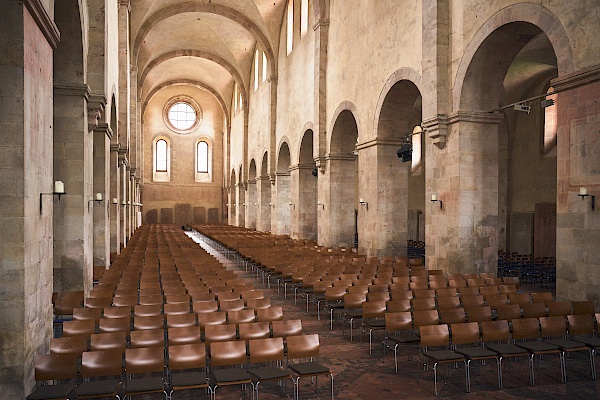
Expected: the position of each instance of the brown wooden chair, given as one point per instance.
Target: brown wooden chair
(466, 341)
(435, 342)
(306, 347)
(144, 368)
(101, 372)
(224, 357)
(187, 367)
(398, 331)
(59, 368)
(254, 330)
(184, 335)
(266, 358)
(109, 341)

● Work item
Reproduce all of the records above exactly, but exclude the pictures.

● Answer area
Expected: the position of each instance of the brown wooden chair, given as one point per instance.
Target: brown wooden chair
(466, 341)
(435, 342)
(306, 347)
(144, 368)
(101, 372)
(224, 357)
(187, 367)
(398, 331)
(59, 368)
(254, 330)
(184, 335)
(266, 358)
(109, 341)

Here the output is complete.